Source records:
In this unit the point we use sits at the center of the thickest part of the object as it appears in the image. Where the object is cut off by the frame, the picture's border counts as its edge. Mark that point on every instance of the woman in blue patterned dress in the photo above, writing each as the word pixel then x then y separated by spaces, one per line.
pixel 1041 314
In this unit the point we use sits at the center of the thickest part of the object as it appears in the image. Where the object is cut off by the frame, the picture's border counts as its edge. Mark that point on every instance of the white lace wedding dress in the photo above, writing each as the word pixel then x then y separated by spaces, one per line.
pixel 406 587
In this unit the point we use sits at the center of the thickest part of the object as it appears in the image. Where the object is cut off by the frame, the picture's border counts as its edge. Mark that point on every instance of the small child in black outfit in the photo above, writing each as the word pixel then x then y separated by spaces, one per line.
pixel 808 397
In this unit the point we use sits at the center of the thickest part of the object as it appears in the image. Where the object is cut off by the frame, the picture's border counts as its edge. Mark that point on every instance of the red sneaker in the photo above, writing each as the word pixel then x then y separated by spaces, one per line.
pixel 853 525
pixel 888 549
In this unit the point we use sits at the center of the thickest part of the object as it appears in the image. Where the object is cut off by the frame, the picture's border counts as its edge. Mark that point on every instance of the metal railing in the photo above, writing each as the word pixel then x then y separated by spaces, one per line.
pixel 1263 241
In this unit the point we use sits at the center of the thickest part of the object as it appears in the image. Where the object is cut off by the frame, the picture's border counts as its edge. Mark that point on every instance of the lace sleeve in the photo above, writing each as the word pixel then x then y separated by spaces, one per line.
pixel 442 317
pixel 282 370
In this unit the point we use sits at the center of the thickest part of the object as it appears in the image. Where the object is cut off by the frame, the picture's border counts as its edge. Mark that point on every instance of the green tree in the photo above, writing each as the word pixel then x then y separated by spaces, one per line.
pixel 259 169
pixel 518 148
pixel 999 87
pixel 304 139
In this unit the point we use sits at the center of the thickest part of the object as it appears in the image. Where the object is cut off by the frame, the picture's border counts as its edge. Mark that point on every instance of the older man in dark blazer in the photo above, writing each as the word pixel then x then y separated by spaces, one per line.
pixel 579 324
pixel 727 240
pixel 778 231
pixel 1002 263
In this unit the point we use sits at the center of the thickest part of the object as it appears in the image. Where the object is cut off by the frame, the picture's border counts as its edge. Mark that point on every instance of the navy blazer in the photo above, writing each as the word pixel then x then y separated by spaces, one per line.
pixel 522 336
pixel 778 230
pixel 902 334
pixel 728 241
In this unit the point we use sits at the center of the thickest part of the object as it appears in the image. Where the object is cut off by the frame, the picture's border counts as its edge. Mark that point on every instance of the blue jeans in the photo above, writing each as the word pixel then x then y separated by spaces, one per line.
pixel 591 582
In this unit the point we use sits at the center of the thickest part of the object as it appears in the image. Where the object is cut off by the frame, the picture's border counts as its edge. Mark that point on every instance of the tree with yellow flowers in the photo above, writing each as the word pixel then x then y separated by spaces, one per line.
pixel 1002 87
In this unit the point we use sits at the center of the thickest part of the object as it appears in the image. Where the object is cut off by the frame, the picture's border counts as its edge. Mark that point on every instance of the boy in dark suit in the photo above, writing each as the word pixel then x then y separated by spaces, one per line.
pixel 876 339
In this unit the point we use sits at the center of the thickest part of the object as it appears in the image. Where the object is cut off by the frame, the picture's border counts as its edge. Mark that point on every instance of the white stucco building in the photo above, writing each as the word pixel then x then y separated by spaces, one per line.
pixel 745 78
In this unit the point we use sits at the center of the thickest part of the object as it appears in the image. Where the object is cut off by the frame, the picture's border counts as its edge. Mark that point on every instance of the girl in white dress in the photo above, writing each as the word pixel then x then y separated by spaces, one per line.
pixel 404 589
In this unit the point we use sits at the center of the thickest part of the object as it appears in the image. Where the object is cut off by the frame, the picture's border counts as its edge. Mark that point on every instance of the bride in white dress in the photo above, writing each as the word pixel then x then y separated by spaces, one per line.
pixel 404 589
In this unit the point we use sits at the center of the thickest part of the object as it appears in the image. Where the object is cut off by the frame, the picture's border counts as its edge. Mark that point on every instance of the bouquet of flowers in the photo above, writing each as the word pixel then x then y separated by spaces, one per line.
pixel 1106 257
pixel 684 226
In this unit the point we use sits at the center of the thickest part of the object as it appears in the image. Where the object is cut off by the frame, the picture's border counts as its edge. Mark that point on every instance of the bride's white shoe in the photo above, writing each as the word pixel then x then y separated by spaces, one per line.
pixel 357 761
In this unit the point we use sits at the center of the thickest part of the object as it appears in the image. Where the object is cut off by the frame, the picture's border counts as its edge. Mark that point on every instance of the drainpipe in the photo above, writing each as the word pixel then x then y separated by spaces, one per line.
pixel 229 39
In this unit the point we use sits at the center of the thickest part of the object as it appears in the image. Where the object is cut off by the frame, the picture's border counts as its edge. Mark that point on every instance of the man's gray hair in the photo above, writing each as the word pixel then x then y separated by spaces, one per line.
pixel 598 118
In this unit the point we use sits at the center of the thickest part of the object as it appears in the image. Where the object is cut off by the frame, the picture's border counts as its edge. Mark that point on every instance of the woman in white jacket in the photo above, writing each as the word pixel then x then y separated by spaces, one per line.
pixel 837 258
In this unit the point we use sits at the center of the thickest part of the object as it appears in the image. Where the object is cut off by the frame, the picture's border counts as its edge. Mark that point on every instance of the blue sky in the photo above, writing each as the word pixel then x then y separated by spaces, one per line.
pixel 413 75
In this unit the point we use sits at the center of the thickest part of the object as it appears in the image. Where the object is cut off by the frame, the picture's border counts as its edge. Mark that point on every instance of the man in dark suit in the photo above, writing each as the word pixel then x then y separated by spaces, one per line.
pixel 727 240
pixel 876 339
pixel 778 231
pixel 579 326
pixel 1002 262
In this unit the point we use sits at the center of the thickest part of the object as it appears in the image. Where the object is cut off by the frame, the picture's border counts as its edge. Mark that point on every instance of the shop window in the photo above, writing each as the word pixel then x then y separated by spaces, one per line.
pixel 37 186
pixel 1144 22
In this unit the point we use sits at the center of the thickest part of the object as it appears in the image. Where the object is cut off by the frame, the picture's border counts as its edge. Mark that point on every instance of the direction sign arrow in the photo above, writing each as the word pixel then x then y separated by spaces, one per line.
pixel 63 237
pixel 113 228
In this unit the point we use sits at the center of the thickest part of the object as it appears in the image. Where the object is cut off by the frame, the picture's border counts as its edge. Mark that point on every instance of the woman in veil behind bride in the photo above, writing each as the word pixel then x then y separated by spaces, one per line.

Goal: Recast all of the data above as a JSON list of strings, one string for each line, with blank lines omitted.

Answer to this problem:
[
  "In this unit the point we use sits at the center of the thickest part of the object as it appears in the image. Where the object is cut off by the frame, the picture's border counts as its edge. Mark that point on every instance of the woman in blue patterned dress in the photo above, writing each as the word pixel then x then y separated by spaces, one per line.",
  "pixel 1041 314",
  "In this unit the point we use sits at the center of the thickest part of the object as it appears in the image. Where the object is cut off by the frame, the picture's border counts as its edge. Mark that point on every instance of the white lace wedding dress in the photo above, writing each as the word pixel then x then y separated by spaces, one per line.",
  "pixel 406 587",
  "In this unit the point we use sits at the center of the thickest part of the object as it appears in the image. Where the object is cut off by the frame, the picture's border counts as its edge. Mark that point on every instance of the small child in black outfit in the photo above, writing each as the word pixel then x then y separated by spaces, one per line.",
  "pixel 808 397",
  "In this unit the point we use sits at the center of the thickest part of the object as it appears in the image. Where the object is cut off by the frame, the picture's border counts as its edge. Mark that point on every instance of the red sneaker in the photo above, writing each as the word pixel then x then y separated by spaces, one per line.",
  "pixel 853 525",
  "pixel 888 549",
  "In this unit the point we use sits at the center of the thickest part of the object as it appears in the image. Where the object is cut off by the frame, the picture's border counts as its edge. Mark that point on every instance of the metal railing in the photo above, writing each as the word pixel then x then y separated by spaces, one per line.",
  "pixel 1263 241",
  "In this unit the point we use sits at the center of the thickest part of the object as it appears in the image. Where the object is cut off by the frame, the picture's border counts as its edge. Mark that point on every instance of the lace sleeve in the photo above, writing each as the word pixel then x then y separated by spaces, one per line.",
  "pixel 442 317",
  "pixel 282 370",
  "In this unit the point we use sits at the center of the thickest part of the object as it appears in the image. Where the object is cut off by the frame, the picture's border counts as its edge. Mark that point on every instance of the green tree in the photo above, writing each as the word pixel then x then y separated by spaces, one per line.",
  "pixel 259 169",
  "pixel 518 148",
  "pixel 999 87",
  "pixel 304 139",
  "In this unit the point we use sits at the center of the thickest part of the object as it appears in the image. Where the object is cut off by the frame, the picture's border counts as its edge. Mark that point on every instance of the older man in dark blazer in the photo above, writing each as the word pixel then x then y separated by spaces, one per line.",
  "pixel 579 324",
  "pixel 727 240",
  "pixel 778 231",
  "pixel 1002 263",
  "In this unit the point we use sits at the center of the thickest part of the object as it appears in the image. Where the object is cut off by the frame, the picture's border counts as its edge. Mark that point on every instance of the navy blazer in the photo above, writing each as the word pixel then x then y separated by spaces, one per line.",
  "pixel 522 336",
  "pixel 778 230",
  "pixel 902 334",
  "pixel 728 241",
  "In this unit the point we use sits at the center of the thickest part of the object as it appears in the image. Where the object is cut off by the frame, the picture's border counts as its edge. Mark that point on every instance of the blue jeans in the photo above, writing each as the word pixel then x then y separated by spaces, one per line.",
  "pixel 591 582",
  "In this unit the point we use sits at the center of the thickest part of the object as it appears in the image. Where the object is cut off by the frame, the picture's border counts as its edge. Mark that point on every instance of the tree with yellow flowers in the photo above, writing each as the word pixel then x then y separated by spaces, one per line.",
  "pixel 1002 87",
  "In this unit the point we use sits at the center of the thickest part of the object as it appears in the image. Where the object is cut off by the frame, the picture's border counts as its edge. Mark that point on every instance of the boy in dark suit in the photo above, writing each as the word pixel then x then y separated by spaces, one per line.",
  "pixel 876 339",
  "In this unit the point we use sits at the center of the thickest part of the object as it appears in the image. Where the object is cut off by the frame, the picture's border counts as its edge. Mark that point on every instance of the white stucco building in the photo above, writing each as the word pixel then x then y separated by spaces, one per line.",
  "pixel 745 78",
  "In this unit the point we use sits at the center of the thickest part of the object as it appears in the image. Where the object is cut off by the frame, the picture's border counts as its edge. Mark that point on every instance of the girl in white dress in the photo above, writing each as the word pixel then x then y separated by spaces, one per line.",
  "pixel 404 589",
  "In this unit the point we use sits at the center of the thickest part of the object as it appears in the image. Where the object is cut off by the frame, the picture's border counts as its edge. Mark that point on every instance of the bride in white dress in the photo above, writing each as the word pixel then x then y separated by spaces, one per line.",
  "pixel 404 589",
  "In this unit the point we use sits at the center of the thickest part of the object as it appears in the image. Where the object is cut off by the frame, the picture's border counts as its edge. Mark that point on every instance of the bouquet of flowers in the photo above, writing each as the word pixel then x then y separated by spaces, one per line.",
  "pixel 1106 257",
  "pixel 684 226",
  "In this unit the point we use sits at the center of the thickest part of the object as it appears in the image. Where the object is cut off by the frame, the picture's border counts as its edge. Mark that point on every instance of the bride's white shoe in the photo above, writing each as the word pixel then x then y separated by spaces, one per line.",
  "pixel 357 761",
  "In this unit the point we use sits at the center of the thickest part of the object as it appears in the image. Where the object is cut off by the frame, the picture's border counts as its edge. Mark that point on every instance of the drainpipe in the photo above, writing each as the word pixel then x then y separated by spaces, one per line.",
  "pixel 229 39",
  "In this unit the point we use sits at the center of the thickest part of the object as it appears in the image. Where the object is cut off by the frame, the picture's border counts as its edge. Mark that point on every instance of the man's gray hair in the photo above, writing each as the word pixel then x then y separated by spaces, one per line.",
  "pixel 598 118",
  "In this unit the point we use sits at the center of the thickest part of the object as it appears in the image. Where the object is cut off by the frame, the picture's border counts as its edge. Mark that point on every instance of the woman in white jacket in the photo above, writing each as the word pixel then x then y separated by spaces, one per line.",
  "pixel 837 258",
  "In this unit the point we use sits at the center of the thickest part of the object as it appears in the image. Where the object is cut off by the frame, the picture's border counts as its edge. Mark that point on every instance of the blue sky in the photo above, writing each as the word pixel then x then y separated by spaces, one per line.",
  "pixel 413 75",
  "In this unit the point we use sits at the center of the thickest part of the object as it appears in the image. Where the object is cut off by the frame, the picture's border counts as its edge. Mark that point on every instance of the man in dark suit in the photo above, writing each as the word pixel then x then y separated by spaces, one per line.",
  "pixel 727 240",
  "pixel 876 339",
  "pixel 778 231",
  "pixel 579 326",
  "pixel 1002 262",
  "In this unit the point we use sits at the center of the thickest part of the object as it appears in the image. Where the object is cut off by the frame, the picture's border counts as its edge. Mark that point on every instance of the shop window in the photo above, writing each as the word pixel then x then y separated by spaces, one per line.",
  "pixel 37 186",
  "pixel 1144 22",
  "In this unit the point we use sits at the center of the thickest part of the object as it appears in the image. Where the object is cut off by the frame, the picture's border counts as its edge. Mark that point on every instance of the direction sign arrow in the photo above, writing each as the word pixel then x then y separated by spaces, one per line.",
  "pixel 63 237",
  "pixel 113 228",
  "In this unit the point we use sits at the center of the thickest part of the object as it appears in the image. Where the object is cut off by the frame, the picture's border counts as its edge. Mark that point on every instance of the woman in veil behind bride in the photo above, writing each as the word pixel then x then y separated by spaces, one per line."
]